_Your instructions:_ Gather every line below that contains the string "house", and copy each one in full.

>>

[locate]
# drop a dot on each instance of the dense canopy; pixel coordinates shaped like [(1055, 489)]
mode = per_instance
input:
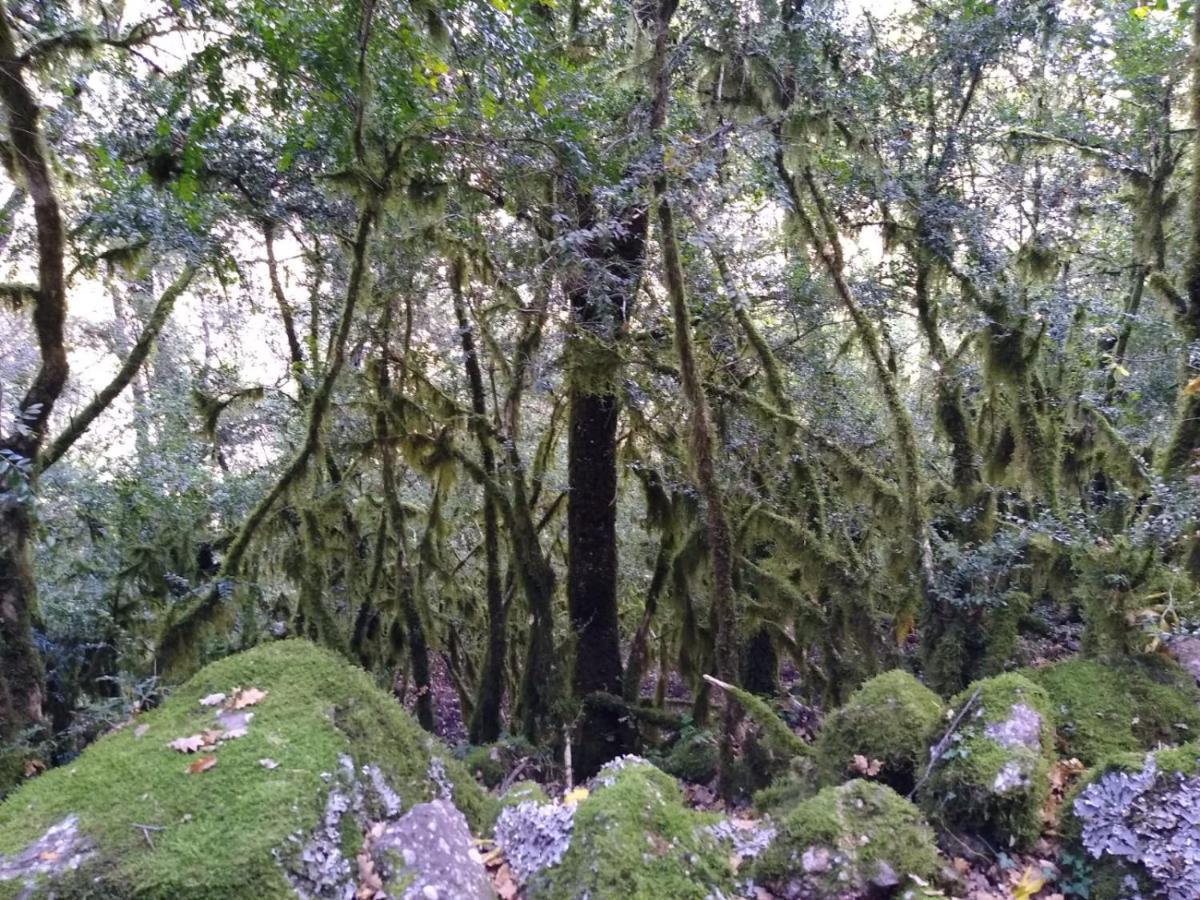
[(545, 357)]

<<
>>

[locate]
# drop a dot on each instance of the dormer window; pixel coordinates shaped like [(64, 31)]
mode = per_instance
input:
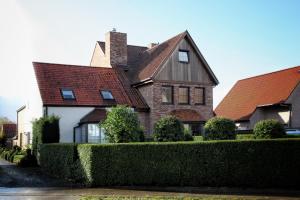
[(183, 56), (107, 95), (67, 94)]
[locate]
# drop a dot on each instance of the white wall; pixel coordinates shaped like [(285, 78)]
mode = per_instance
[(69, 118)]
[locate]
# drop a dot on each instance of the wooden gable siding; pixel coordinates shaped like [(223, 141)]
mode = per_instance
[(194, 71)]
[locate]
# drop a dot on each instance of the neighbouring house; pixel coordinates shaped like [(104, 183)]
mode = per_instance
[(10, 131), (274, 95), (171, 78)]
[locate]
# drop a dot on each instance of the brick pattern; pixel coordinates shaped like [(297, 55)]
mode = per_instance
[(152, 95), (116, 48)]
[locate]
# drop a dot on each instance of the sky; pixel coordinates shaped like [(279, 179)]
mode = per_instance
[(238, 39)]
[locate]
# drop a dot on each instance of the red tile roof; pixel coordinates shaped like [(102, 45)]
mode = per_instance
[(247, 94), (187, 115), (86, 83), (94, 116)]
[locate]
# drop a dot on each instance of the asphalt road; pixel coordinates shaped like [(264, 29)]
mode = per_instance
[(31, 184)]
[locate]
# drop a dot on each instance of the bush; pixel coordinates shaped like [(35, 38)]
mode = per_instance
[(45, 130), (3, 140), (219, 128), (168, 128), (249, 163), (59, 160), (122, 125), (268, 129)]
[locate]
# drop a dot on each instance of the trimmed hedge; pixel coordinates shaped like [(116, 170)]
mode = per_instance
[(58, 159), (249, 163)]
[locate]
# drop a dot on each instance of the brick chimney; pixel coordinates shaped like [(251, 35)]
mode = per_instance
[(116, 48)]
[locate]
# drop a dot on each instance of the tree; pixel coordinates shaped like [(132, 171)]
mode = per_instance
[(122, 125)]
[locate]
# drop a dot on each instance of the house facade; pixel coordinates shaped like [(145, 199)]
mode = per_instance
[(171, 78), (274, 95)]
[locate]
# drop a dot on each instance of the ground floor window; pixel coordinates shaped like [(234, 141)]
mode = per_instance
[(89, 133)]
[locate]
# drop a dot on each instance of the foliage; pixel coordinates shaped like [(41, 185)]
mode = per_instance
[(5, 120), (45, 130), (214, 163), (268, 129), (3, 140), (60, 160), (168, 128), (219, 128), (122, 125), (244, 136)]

<<

_The answer:_
# drop a dot on each instance of the neighbouring house; pixel coordinates shaped like [(104, 183)]
# drop a dot on each instance of the house facade; pixel coordinates shaped like [(145, 199)]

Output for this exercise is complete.